- Supplied records
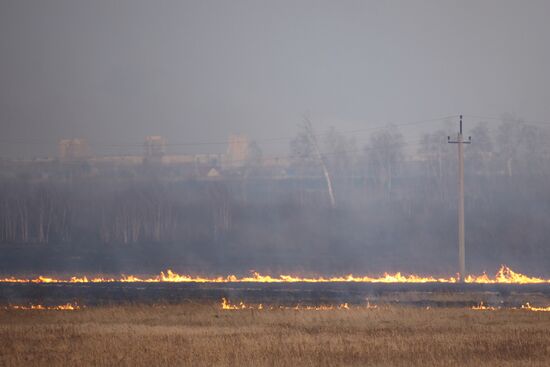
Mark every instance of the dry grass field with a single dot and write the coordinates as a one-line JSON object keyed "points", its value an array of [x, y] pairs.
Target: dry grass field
{"points": [[205, 335]]}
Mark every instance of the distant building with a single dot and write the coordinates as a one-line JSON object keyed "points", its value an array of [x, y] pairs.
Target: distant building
{"points": [[154, 146], [237, 151], [73, 149]]}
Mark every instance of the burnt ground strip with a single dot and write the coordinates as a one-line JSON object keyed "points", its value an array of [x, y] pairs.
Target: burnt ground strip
{"points": [[410, 294]]}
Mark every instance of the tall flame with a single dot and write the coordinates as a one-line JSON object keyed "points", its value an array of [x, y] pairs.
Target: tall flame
{"points": [[505, 275]]}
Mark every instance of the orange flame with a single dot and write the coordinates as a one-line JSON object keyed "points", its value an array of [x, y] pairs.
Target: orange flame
{"points": [[525, 307], [505, 275], [483, 307], [226, 305], [65, 307]]}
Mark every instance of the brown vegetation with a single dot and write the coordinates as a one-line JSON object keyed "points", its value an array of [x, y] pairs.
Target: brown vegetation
{"points": [[205, 335]]}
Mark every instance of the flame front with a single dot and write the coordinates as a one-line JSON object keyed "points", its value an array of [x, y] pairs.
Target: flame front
{"points": [[226, 305], [525, 307], [65, 307], [505, 275]]}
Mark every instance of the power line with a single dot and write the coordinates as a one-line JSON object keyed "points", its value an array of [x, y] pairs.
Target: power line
{"points": [[224, 142]]}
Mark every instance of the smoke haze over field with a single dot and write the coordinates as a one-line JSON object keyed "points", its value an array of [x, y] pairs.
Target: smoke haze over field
{"points": [[281, 136], [114, 72]]}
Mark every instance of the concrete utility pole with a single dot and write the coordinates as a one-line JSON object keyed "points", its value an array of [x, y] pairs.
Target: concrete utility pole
{"points": [[461, 248]]}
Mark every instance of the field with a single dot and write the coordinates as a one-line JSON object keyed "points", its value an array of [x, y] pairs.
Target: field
{"points": [[202, 334]]}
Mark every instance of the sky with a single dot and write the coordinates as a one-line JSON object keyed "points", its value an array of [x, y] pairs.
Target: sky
{"points": [[113, 72]]}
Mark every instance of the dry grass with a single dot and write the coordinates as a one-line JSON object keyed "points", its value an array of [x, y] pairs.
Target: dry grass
{"points": [[204, 335]]}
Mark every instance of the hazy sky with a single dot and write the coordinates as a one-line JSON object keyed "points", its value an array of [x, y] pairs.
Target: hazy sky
{"points": [[196, 71]]}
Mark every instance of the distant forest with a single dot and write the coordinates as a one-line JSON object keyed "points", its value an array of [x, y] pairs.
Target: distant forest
{"points": [[395, 209]]}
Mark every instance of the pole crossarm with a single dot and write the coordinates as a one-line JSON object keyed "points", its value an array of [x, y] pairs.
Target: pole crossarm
{"points": [[461, 237]]}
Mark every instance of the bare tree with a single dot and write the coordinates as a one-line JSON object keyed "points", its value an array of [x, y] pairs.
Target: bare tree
{"points": [[310, 132]]}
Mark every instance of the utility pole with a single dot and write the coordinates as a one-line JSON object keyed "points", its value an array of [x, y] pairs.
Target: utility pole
{"points": [[461, 248]]}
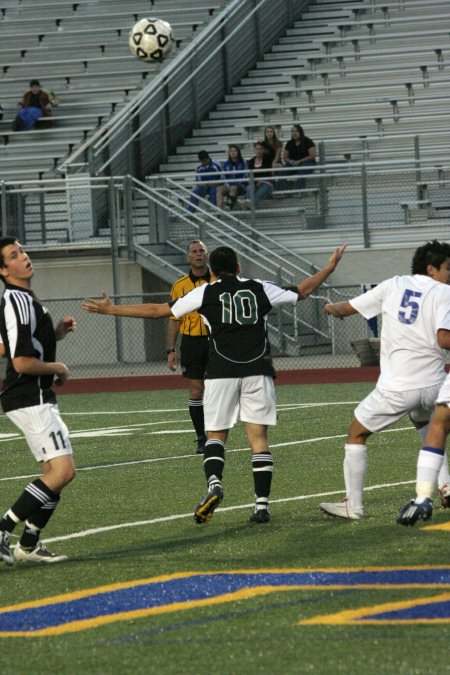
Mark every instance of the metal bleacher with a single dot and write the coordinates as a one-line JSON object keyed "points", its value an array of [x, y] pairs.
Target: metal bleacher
{"points": [[364, 79], [80, 51]]}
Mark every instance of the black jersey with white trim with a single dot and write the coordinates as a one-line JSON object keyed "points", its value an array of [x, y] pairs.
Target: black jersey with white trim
{"points": [[235, 311], [26, 329]]}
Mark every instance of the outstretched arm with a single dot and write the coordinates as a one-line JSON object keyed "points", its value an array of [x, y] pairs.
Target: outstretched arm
{"points": [[340, 309], [144, 311], [309, 285]]}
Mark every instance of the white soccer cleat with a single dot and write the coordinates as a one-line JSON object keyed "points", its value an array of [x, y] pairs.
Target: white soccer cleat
{"points": [[38, 554], [341, 510]]}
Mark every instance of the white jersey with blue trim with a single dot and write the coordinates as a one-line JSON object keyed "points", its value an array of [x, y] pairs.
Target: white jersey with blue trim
{"points": [[413, 309]]}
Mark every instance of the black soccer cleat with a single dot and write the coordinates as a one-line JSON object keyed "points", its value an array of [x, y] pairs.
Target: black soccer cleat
{"points": [[444, 496], [5, 553], [207, 506], [260, 515], [413, 512]]}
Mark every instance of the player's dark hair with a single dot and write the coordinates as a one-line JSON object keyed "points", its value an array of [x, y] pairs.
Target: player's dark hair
{"points": [[4, 242], [223, 260], [194, 241], [432, 253], [300, 130]]}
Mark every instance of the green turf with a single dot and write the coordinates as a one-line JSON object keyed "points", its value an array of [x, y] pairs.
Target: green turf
{"points": [[259, 635]]}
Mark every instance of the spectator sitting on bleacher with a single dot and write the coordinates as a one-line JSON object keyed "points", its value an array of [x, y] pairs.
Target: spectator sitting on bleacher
{"points": [[263, 182], [300, 154], [206, 184], [272, 141], [35, 104], [235, 177]]}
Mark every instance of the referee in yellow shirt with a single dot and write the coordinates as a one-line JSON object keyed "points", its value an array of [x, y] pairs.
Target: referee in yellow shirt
{"points": [[194, 337]]}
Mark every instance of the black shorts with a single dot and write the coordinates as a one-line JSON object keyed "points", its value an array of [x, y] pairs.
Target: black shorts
{"points": [[194, 356]]}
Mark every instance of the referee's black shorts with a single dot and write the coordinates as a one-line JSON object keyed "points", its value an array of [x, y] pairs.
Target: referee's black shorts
{"points": [[194, 356]]}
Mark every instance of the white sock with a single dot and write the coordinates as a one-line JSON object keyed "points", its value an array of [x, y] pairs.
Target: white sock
{"points": [[444, 477], [428, 465], [355, 465]]}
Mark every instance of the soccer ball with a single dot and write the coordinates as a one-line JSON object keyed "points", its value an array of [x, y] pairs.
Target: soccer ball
{"points": [[151, 40]]}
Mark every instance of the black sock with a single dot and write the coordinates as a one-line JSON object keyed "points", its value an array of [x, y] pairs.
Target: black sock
{"points": [[197, 417], [35, 495], [214, 460], [37, 522], [262, 466]]}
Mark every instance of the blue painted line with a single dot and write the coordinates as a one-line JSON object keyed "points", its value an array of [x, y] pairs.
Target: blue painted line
{"points": [[192, 589]]}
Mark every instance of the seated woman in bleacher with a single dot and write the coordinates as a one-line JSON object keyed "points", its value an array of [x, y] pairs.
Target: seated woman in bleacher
{"points": [[35, 104], [300, 155], [235, 177], [262, 186], [273, 142]]}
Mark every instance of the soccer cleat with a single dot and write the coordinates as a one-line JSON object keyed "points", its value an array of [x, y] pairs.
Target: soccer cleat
{"points": [[5, 553], [38, 554], [207, 506], [444, 495], [260, 515], [412, 512], [200, 445], [341, 510]]}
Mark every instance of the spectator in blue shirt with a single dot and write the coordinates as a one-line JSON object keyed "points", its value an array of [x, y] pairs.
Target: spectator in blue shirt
{"points": [[205, 181], [235, 177]]}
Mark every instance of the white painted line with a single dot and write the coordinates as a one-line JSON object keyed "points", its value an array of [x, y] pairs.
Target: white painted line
{"points": [[190, 455], [237, 507]]}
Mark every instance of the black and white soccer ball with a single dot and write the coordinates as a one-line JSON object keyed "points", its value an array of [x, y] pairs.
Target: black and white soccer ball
{"points": [[151, 40]]}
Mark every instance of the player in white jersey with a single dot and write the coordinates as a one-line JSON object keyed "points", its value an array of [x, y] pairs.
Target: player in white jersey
{"points": [[239, 375], [415, 333]]}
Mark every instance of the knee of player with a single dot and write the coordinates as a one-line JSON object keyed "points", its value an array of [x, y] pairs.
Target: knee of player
{"points": [[67, 474]]}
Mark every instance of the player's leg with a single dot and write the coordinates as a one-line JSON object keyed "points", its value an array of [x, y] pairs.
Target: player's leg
{"points": [[443, 480], [439, 440], [196, 390], [221, 402], [262, 469], [258, 410], [429, 464], [193, 360], [355, 467], [377, 411], [433, 436], [49, 441]]}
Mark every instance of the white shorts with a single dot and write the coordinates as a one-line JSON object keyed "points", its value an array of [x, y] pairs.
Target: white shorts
{"points": [[250, 399], [44, 430], [381, 407]]}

- Problem to solve
Every line from the one containing "Mark every instance of the soccer cleat" through the end of the entries above must be echoed exactly, with both ends kept.

- Exercise answer
Mark every instance of the soccer cleat with a single dot and write the coordinates as a one-line JSON object keyed "points", its value an array of [x, y] pairs.
Target: soccer cleat
{"points": [[5, 553], [38, 554], [207, 506], [444, 495], [260, 515], [412, 512], [200, 445], [341, 510]]}
Mark every instance of the spectator in blue shirt with a single dot and write the coordinates as a one-line JSON object keyed "points", its value an array of [x, y] pairs.
Target: spectator in blue shirt
{"points": [[205, 181], [235, 177]]}
Mark every instance of the white painted line with a single dot and write the coordinates as a one-line JSON object keyed "points", its value an array of [x, y] pairs.
Target: white painted line
{"points": [[190, 455], [237, 507]]}
Mark every instance of the black and white soccer ball with a single dot and write the coordinates as a one-line JSON object keyed "points", its value an array of [x, y] pairs.
Target: black and white soccer ball
{"points": [[151, 40]]}
Mark every instance of the player in white jersey with a single dot and write the coordinates as a one-line JSON object keyed "points", its value an array of [x, y] pairs.
Target: player in white jersey
{"points": [[239, 375], [415, 333]]}
Mark every instance of the knee of player with a single dot and write the coordinates as a one-line JSON object keyed "points", its value an array of [x, y] pairs.
Target: knee of player
{"points": [[67, 474]]}
Mark every instance of the player's leg with a single dot and write the coordinates as a one-line JSON object keyed "points", its value an array of [x, y] pairs.
Target: player's leg
{"points": [[443, 480], [439, 440], [196, 390], [221, 402], [262, 469], [258, 410], [429, 464], [193, 360], [355, 467], [377, 411], [433, 436], [49, 441]]}
Mark every instance of the white shorts with a single dot and write the coordinates as a one-line JSON object keyed "points", its value an array of [x, y] pairs.
Target: white shorts
{"points": [[250, 399], [44, 430], [381, 407]]}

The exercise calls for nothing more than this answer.